=== Document text ===

In one of the most surprising examples of how committed Republicans truly are to attacking the Affordable Care Act, the right wing is lashing out at Representative Paul Ryan (R-WI) for being insufficiently committed to killing Obamacare.
The anger stems from an op-ed by Ryan published in The Wall Street Journal on Wednesday. Ryan used the platform to pitch his plan to end the debt ceiling crisis: Republicans would raise it in exchange for a deal in which they agree to roll back some of the sequester cuts, and Democrats agree to cuts to earned-benefit programs like Social Security and Medicare.
Ryan left the specifics of his plan rather vague, but given the House Budget Committee chairman’s history with “common-sense reforms of the country’s entitlement programs and tax code,” it’s a safe bet that he has another ideological “vision document” in mind. Combine that with Ryan’s long track record of killing bipartisan budget negotiations, and it’s not hard to imagine Democrats recoiling at the prospect of having yet another debate over a Ryan budget.

=== Data extract ===

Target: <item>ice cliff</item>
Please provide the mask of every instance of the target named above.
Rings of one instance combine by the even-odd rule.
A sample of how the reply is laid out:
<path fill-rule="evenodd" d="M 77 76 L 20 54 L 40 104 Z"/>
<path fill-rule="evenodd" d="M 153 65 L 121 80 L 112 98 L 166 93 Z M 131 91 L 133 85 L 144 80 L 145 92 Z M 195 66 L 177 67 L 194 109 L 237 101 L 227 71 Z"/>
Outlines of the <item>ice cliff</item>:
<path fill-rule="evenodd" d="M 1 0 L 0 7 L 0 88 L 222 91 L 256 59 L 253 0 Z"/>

===

=== Questions ===
1. Using the Paul Ryan article, decide whether each statement agrees with it: (a) Ryan's op-ed appeared in The Wall Street Journal on Wednesday; (b) Ryan's op-ed spelled out the specifics of his plan in detail; (c) under Ryan's plan, Democrats would agree to cuts to programs such as Social Security and Medicare. Answer each with yes or no and quote the words of the article that decide it.
2. Pick up the Paul Ryan article from where it stops and write the next part.

=== Outputs for the tasks ===
1.
(a) Yes: "published in The Wall Street Journal on Wednesday"
(b) No: "Ryan left the specifics of his plan rather vague"
(c) Yes: "Democrats agree to cuts to earned-benefit programs like Social Security and Medicare"

2.
What is surprising, however, is the negative reaction that Ryan’s op-ed garnered on the right. As Tom Kludt points out at Talking Points Memo, right-wing groups such as the Senate Conservatives Fund, Heritage Action, and RedState.com immediately lashed out at Ryan for failing to include the death of Obamacare in his demands in exchange for not intentionally crashing the global economy. Ryan made no mention of the law in his op-ed (perhaps because he knows that its repeal is not realistic, perhaps because he needs the law’s savings to balance his own budget).
And they weren’t alone. Amanda Carpenter, a spokeswoman for Senator Ted Cruz, tweeted “There is one big word missing from this op-ed. It’s start [sic] with an O and ends with BAMACARE.” Ben Shapiro, an editor-at-large at the right-wing Breitbart.com, lamented that “Paul Ryan dropping Obamacare demands re: shutdown and debt ceiling is suicidal strategy. And sadly typical.” And the list of angry right-wingers goes on.
The backlash was enough to make Ryan reassure Republicans that he is, in fact, committed to taking health insurance away from the tens of millions of Americans who will obtain coverage through the Affordable Care Act.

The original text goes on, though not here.